▸ WORK INSTRUCTIONS:
**a)** Reproduce the passage from the article on endobronchial valves, starting with "Getting His Chance" and going on through "breathing much easier.".
**b)** According to the article on endobronchial valves, how many days after his procedure was Jesse back home?
**c)** In one to three sentences, explain how the valves make breathing easier, as Dr. Chung describes in the article on endobronchial valves.

▸ TEXT SHOWN:
+---+

Two other medical institutions told Jesse there was nothing more that could be done. That’s when Dr. Sue sent Jesse to Sutter’s California Pacific Medical Center (CPMC) in San Francisco for a more extensive work-up and evaluation for the endobronchial valve procedure.

Getting His Chance to Breathe Freely Again

In July 2020, despite the COVID-19 pandemic, Jesse’s prayers were answered. Dr. Jey Chung, an interventional pulmonologist at CPMC, approved Jesse for his Zephyr Valves. The valves are placed by bronchoscopy, and the procedure does not require any cutting or incisions.

“The valves are a minimally invasive option that reduces lung hyperinflation, which allows patients to breathe easier, without all the risks of surgery,” explains Dr. Chung. “The valves allow the trapped air to escape from the diseased areas of your lungs, which reduces hyperinflation, takes pressure off the diaphragm, and allows the healthier parts of the lung to function better.”

Jesse Elliott

Jesse Elliott on Feb. 9, 2021, several months after his endobronchial valve procedure. The color in his face has returned and he is breathing much easier.

Not only did the endobronchial valve procedure help Jesse breathe better, but it brought him back to his family. “I didn’t expect to see Christmas,” he said. “This was a miracle.”

Because the valve procedure does not require an invasive surgery, the recovery in the hospital is relatively short. Jesse was back home after four days.

“The best part is you’re not being cut,” he remembers. “I’m still dumbfounded on how lucky I was to find this option. I knock on wood and say thank you for this.”

This is not even the happy ending of this story. Jesse’s wife helped him recuperate at home along with help from his younger sister, Christine, who also suffers with COPD/emphysema. She saw first-hand the positively dramatic change the endobronchial valves brought Jesse, and she knew she needed to be next in the family to receive them.

Following in Her Brother’s Footsteps

Christine, a registered nurse and a long-time smoker herself, knew the damage her lungs had suffered. Like Jesse, COPD had made her life a daily struggle to live and breathe. She had already been told she would be a candidate for a double lung transplant, but as a nurse she also knew the challenges associated with this kind of major surgery.

Says Christine, “I was all for the trying the valves after I saw the impact they had on my brother’s quality of life. I said, ‘sign me up.’”

She was rejected for endobronchial valves for her COPD in Southern California; however, after seeking a second opinion, she was accepted by Dr. Heba Ismail, an interventional pulmonologist at CPMC for the procedure, where she would soon join her brother in living a much better quality of life.

“Endobronchial valves result in improving lung function, exercise tolerance, and quality of life in symptomatic patients. It can especially help patients with advanced emphysema whose daily lives are hampered by the disease,” explains Dr. Ismail.

+---+

▸ Stored data:

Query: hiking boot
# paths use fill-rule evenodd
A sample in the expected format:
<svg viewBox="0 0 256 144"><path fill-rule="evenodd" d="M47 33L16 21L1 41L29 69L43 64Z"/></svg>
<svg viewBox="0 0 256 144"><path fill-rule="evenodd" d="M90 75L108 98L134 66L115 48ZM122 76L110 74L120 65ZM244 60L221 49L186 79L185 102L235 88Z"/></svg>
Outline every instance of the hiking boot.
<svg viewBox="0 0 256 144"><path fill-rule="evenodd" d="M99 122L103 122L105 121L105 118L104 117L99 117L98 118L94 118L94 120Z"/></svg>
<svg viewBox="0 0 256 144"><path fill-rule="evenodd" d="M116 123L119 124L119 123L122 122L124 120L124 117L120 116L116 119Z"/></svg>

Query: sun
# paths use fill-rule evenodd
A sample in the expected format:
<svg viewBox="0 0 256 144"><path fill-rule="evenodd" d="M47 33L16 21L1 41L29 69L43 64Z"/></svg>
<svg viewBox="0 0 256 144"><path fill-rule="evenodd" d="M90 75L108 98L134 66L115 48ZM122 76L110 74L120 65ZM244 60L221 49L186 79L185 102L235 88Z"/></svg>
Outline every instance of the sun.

+---+

▸ YOUR RESPONSES:
**a)**
Getting His Chance to Breathe Freely Again

In July 2020, despite the COVID-19 pandemic, Jesse’s prayers were answered. Dr. Jey Chung, an interventional pulmonologist at CPMC, approved Jesse for his Zephyr Valves. The valves are placed by bronchoscopy, and the procedure does not require any cutting or incisions.

“The valves are a minimally invasive option that reduces lung hyperinflation, which allows patients to breathe easier, without all the risks of surgery,” explains Dr. Chung. “The valves allow the trapped air to escape from the diseased areas of your lungs, which reduces hyperinflation, takes pressure off the diaphragm, and allows the healthier parts of the lung to function better.”

Jesse Elliott

Jesse Elliott on Feb. 9, 2021, several months after his endobronchial valve procedure. The color in his face has returned and he is breathing much easier.

**b)** Four days.

**c)** The valves let trapped air escape from the diseased areas of the lungs, which reduces hyperinflation. This takes pressure off the diaphragm and allows the healthier parts of the lung to function better.